> What is asked:
1. Answer these questions from the passage on the Wodzicki residue:
(a) What order must the classical pseudodifferential operator $P$ have?
(b) Which ideal consists of compact operators whose singular values are $O(n^{-1})$?
(c) What can the residue yield when the symbol is non-classical?
2. Repeat the passage on the Wodzicki residue word for word, beginning at the words "1. Definition and" and stopping after "order $-d$ (Kalton et al., 2012).".
3. Carry the passage on the Wodzicki residue forward from its last sentence.

> Supplied passage:

┌──

1. Definition and Local Formula

Let $M$ be a compact $d$-dimensional Riemannian manifold without boundary. For a classical pseudodifferential operator $P$ of order $-d$, the full symbol in local coordinates $(x, \xi)$ admits an asymptotic expansion: $$\sigma(P)(x,\xi) \sim \sum_{j=0}^{\infty} \sigma_{-d-j}(P)(x,\xi),$$ with $\sigma_{-d-j}(P)$ homogeneous of degree $-d-j$ in $\xi$ for $|\xi|\ge1$.

The Wodzicki residue is given by

$$\mathrm{Res}_W(P) := \frac{1}{(2\pi)^d} \int_M \int_{|\xi|=1} \sigma_{-d}(P)(x,\xi)\;dS(\xi)\;dx,$$

where $dS(\xi)$ is the surface measure on the unit sphere in $T^*_xM$.

Key properties:

• $\mathrm{Res}_W$ vanishes on commutators: $\mathrm{Res}_W([A,B])=0$.
• It is the unique trace (up to normalization) on the algebra of classical pseudodifferential operators of order $-d$ (Kalton et al., 2012).

2. Extensions Beyond Compact Manifolds

For operators acting on $\mathbb{R}^d$ with total symbol $p(x,\xi)$ compactly supported in $x$, define for $n\in\mathbb{N}$: $$\mathrm{Res}_n(P) := d \int_{|\xi|\le n^{1/d}} \int_{\mathbb{R}^d} p(x,\xi)\;dx\,d\xi,$$ which satisfies the asymptotic

$$\mathrm{Res}_n(P) = \mathrm{Res}_W(P) \log n + O(1).$$

Thus, the sequence $\{\mathrm{Res}_n(P)\}_{n\ge1}$ defines an equivalence class in $\ell^\infty / c_0$, and for classical compactly supported symbols, this residue reduces to the constant class associated to $\mathrm{Res}_W(P)$ (Kalton et al., 2012).

If the symbol is non-classical, the residue can yield non-constant elements in $\ell^\infty/c_0$, signaling new phenomena in trace theory.

3. Connes’ Trace Theorem and Dixmier Traces

The ideal $\mathcal{L}_{1,\infty}$ consists of compact operators with singular values $s_n(T)=O(n^{-1})$. Dixmier traces $\mathrm{Tr}_\omega$ on this ideal are positive, unitarily invariant, and singular, characterized by

$$\mathrm{Tr}_\omega(\mathrm{diag}(1, 1/2, 1/3, \ldots)) = 1.$$

For any classical $P$ of order $-d$ on a closed manifold,

$$\sum_{j=1}^n \lambda_j(P) = \frac{\mathrm{Res}_W(P)}{(2\pi)^d} \log n + O(1),$$

with $\{\lambda_j(P)\}$ the ordered eigenvalues. The foundational result is:

Connes’ Trace Theorem:

For every Dixmier trace $\mathrm{Tr}_\omega$ on $\mathcal{L}_{1,\infty}$,

$$\mathrm{Tr}_\omega(P) = \frac{1}{d(2\pi)^d} \mathrm{Res}_W(P).$$

This formula remains valid for compactly supported operators of order $-d$ on $\mathbb{R}^d$ (Kalton et al., 2012).

└──

> Stored rows:
┌──

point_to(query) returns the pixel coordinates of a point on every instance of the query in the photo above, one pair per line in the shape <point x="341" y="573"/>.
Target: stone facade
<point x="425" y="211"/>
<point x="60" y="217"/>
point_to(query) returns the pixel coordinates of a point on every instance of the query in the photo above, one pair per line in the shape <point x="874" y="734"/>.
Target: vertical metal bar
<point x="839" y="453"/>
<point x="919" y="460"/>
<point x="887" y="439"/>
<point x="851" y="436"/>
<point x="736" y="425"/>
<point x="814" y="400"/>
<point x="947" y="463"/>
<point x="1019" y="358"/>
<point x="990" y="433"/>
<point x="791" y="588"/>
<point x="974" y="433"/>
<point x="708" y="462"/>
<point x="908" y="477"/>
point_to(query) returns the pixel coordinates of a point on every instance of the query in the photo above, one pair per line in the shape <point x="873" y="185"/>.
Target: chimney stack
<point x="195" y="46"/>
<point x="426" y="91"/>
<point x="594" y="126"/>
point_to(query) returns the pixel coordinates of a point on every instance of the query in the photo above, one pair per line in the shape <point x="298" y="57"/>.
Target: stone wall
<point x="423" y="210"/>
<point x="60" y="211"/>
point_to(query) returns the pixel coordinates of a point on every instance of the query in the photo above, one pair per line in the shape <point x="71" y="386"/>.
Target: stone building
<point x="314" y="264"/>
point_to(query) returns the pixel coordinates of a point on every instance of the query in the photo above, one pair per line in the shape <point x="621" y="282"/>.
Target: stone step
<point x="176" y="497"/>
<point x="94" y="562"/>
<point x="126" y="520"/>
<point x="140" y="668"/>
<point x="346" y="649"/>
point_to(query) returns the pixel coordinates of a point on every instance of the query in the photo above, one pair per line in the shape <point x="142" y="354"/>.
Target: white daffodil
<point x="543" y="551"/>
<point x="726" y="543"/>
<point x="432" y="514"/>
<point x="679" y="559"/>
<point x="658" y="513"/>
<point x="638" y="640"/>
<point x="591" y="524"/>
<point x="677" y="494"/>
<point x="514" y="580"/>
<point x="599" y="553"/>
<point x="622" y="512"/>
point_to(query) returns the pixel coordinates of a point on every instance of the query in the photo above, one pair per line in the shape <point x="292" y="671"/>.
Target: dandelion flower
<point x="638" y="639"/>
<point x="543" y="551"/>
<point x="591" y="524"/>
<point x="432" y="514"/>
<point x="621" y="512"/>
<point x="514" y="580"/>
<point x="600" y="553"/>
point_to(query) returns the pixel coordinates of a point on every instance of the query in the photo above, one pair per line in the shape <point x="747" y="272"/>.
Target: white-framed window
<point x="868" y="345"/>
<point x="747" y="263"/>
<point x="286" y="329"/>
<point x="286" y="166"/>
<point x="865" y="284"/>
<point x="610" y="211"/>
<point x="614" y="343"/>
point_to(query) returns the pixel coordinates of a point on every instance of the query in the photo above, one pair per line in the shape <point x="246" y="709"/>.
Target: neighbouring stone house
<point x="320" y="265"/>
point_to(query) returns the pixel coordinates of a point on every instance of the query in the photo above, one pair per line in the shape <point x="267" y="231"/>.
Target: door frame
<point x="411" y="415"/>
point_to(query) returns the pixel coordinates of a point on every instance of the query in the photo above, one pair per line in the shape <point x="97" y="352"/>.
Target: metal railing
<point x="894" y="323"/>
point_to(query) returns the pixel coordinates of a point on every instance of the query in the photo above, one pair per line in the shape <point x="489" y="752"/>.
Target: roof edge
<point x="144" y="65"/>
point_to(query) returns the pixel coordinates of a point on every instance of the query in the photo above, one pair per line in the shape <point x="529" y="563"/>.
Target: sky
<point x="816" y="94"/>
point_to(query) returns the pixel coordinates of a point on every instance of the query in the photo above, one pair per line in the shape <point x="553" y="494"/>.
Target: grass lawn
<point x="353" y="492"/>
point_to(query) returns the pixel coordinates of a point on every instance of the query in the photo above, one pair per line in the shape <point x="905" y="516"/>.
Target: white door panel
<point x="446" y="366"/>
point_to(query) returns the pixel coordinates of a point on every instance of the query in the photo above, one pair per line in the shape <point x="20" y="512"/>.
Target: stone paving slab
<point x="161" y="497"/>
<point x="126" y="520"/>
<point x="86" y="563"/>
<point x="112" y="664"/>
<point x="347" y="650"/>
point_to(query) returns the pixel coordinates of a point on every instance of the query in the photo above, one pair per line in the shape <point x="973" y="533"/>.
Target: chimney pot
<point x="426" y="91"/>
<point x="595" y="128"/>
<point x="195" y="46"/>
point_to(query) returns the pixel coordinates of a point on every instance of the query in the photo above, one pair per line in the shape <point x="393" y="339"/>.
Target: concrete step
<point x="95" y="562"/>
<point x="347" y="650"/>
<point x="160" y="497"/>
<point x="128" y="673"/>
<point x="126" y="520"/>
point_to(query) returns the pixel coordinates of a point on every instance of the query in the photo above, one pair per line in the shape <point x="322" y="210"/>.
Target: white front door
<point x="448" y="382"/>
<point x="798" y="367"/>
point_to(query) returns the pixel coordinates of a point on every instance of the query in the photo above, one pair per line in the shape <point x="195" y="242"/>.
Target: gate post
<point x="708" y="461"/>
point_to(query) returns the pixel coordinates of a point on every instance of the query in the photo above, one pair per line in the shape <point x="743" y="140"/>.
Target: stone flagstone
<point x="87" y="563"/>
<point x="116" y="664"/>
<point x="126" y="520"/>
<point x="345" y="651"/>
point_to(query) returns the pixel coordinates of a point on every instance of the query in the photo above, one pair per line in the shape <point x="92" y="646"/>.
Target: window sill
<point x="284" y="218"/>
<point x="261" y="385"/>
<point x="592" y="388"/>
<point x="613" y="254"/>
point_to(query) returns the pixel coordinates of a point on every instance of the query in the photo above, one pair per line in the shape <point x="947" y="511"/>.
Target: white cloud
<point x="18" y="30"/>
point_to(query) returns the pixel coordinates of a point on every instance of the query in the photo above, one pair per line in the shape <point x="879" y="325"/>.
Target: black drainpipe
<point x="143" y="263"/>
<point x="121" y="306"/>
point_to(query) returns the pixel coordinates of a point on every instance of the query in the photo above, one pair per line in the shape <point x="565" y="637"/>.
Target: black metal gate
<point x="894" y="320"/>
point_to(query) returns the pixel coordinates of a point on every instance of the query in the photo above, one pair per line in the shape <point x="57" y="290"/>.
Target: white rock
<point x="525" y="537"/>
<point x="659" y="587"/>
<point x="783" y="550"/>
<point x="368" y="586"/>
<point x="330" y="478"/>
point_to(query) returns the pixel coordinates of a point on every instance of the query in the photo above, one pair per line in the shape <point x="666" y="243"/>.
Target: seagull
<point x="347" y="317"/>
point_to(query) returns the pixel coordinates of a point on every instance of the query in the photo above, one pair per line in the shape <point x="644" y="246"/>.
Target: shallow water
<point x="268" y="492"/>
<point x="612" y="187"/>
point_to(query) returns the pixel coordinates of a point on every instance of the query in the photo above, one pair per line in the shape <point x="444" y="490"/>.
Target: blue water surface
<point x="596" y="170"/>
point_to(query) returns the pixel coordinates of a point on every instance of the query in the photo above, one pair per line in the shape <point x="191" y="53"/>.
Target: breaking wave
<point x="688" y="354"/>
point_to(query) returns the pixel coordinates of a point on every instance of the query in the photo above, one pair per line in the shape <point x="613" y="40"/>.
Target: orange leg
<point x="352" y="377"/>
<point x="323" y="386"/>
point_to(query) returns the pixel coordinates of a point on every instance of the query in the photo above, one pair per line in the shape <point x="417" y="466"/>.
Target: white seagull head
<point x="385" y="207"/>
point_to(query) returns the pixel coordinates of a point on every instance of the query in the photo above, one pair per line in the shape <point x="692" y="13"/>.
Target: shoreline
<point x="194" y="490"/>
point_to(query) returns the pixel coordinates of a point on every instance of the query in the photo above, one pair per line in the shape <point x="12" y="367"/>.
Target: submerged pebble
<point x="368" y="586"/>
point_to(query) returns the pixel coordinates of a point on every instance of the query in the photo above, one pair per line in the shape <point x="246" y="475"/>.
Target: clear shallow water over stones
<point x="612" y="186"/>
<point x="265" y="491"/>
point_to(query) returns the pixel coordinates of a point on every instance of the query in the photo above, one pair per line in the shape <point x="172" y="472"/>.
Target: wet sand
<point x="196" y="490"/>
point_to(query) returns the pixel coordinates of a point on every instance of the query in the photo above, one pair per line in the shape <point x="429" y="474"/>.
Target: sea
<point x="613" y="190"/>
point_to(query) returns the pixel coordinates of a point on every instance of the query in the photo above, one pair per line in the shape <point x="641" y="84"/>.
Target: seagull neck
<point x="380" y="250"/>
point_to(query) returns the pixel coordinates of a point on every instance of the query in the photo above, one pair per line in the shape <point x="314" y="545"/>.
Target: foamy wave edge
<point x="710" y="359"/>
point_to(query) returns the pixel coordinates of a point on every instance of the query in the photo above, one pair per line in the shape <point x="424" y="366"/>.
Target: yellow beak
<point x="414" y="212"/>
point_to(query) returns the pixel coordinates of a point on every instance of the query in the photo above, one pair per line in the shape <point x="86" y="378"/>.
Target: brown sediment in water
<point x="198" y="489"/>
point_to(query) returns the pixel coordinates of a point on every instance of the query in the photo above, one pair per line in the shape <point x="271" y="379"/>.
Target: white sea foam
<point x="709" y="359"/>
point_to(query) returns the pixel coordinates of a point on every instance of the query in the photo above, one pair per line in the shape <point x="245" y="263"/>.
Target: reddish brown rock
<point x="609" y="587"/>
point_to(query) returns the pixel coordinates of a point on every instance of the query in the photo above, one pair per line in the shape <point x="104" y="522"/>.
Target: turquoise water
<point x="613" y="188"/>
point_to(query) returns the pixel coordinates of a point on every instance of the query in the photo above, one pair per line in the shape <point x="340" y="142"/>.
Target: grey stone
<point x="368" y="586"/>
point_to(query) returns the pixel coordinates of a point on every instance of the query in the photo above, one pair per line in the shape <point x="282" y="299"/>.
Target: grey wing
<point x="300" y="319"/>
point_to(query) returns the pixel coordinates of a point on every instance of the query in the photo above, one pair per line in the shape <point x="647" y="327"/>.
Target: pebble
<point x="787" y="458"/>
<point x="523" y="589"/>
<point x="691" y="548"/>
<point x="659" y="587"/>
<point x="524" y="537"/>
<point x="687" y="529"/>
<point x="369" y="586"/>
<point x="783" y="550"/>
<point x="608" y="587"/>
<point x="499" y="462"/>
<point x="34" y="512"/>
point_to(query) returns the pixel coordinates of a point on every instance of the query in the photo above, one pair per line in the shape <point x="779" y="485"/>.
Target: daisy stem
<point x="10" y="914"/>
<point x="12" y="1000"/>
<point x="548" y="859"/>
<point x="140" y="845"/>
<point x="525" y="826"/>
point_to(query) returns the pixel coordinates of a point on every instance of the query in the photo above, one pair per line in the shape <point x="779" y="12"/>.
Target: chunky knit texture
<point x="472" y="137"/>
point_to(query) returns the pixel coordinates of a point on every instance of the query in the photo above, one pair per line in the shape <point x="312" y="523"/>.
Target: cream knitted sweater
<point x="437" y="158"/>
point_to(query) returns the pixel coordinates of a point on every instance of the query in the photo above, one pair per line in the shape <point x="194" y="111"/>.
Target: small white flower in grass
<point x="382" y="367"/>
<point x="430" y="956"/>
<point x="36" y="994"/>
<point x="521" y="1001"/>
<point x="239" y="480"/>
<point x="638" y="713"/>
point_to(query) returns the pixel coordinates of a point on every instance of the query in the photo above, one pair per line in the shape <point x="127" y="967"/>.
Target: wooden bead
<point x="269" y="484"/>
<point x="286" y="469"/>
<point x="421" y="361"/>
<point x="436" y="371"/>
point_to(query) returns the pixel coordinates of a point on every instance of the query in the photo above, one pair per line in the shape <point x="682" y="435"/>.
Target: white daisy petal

└──

> Task answers:
1.
(a) Order $-d$.
(b) The ideal $\mathcal{L}_{1,\infty}$.
(c) Non-constant elements in $\ell^\infty/c_0$.

2.
1. Definition and Local Formula

Let $M$ be a compact $d$-dimensional Riemannian manifold without boundary. For a classical pseudodifferential operator $P$ of order $-d$, the full symbol in local coordinates $(x, \xi)$ admits an asymptotic expansion: $$\sigma(P)(x,\xi) \sim \sum_{j=0}^{\infty} \sigma_{-d-j}(P)(x,\xi),$$ with $\sigma_{-d-j}(P)$ homogeneous of degree $-d-j$ in $\xi$ for $|\xi|\ge1$.

The Wodzicki residue is given by

$$\mathrm{Res}_W(P) := \frac{1}{(2\pi)^d} \int_M \int_{|\xi|=1} \sigma_{-d}(P)(x,\xi)\;dS(\xi)\;dx,$$

where $dS(\xi)$ is the surface measure on the unit sphere in $T^*_xM$.

Key properties:

• $\mathrm{Res}_W$ vanishes on commutators: $\mathrm{Res}_W([A,B])=0$.
• It is the unique trace (up to normalization) on the algebra of classical pseudodifferential operators of order $-d$ (Kalton et al., 2012).

3.
The proof uses spectral asymptotics and the commutator subspace characterization of traces on $\mathcal{L}_{1,\infty}$.

4. Laplacian-Modulated Operators and Generalized Residues

Moving beyond the classical calculus, consider Laplacian-modulated operators on $L^2(\mathbb{R}^d)$: those $T$ with $\|T(1-\Delta)^{d/2}\|_{\mathrm{HS}}=O(1)$, where $(1-\Delta)^{d/2}$ is the strong enough weight for modulation. Their symbols $p_T(x,\xi)$ satisfy

$$\int_{|\xi|\ge t}\!\int_{\mathbb{R}^d} |p_T(x,\xi)|^2 dx\,d\xi = O(t^{-d}), \quad t\to\infty.$$

For $T$ Laplacian-modulated and in $\mathcal{L}_{1,\infty}$, the residue is defined as a class in $\ell^\infty/c_0$: $$\mathrm{Res}(T) = \left[ d (2\pi)^d \sum_{j=1}^n (T e_j, e_j) \right]_{n=1}^\infty,$$ where $\{e_j\}$ is the orthonormal basis of eigenfunctions of $(1-\Delta)^{d/2}$.

The corresponding trace formula is: $$\mathrm{Tr}_\omega(T) = \frac{1}{d(2\pi)^d} \omega(\mathrm{Res}(T)),$$ with $\omega$ a dilation-invariant state on $\ell^\infty$ (Kalton et al., 2012).

Measurability in the sense of Connes means that $\mathrm{Res}(T)$ must be scalar in $\ell^\infty/c_0$; for classical $\Psi^{-d}$, this is always satisfied, but for non-classical Laplacian-modulated operators, non-scalar residues yield non-measurability.

5. Non-Measurable Operators and Failure of Uniqueness

Example 6.17 in (Kalton et al., 2012) constructs a compactly supported (non-classical) $\Psi^{-d}$ on $\mathbb{R}^d$, $Q$, whose residue sequence

$$\left[ \sin(\log\log(n^{1/d})) \right]_{n=1}^\infty$$

does not represent a constant modulo $c_0$. Consequently,

• The value $\mathrm{Tr}_\omega(Q)$ depends on the choice of Dixmier trace $\omega$.
• Pseudodifferential operators of order $-d$ do not, in general, have a unique trace; only the classical ones are measurable in Connes' sense.

This illustrates the breakdown of trace uniqueness when passing from the classical to the broader class of Laplacian-modulated operators.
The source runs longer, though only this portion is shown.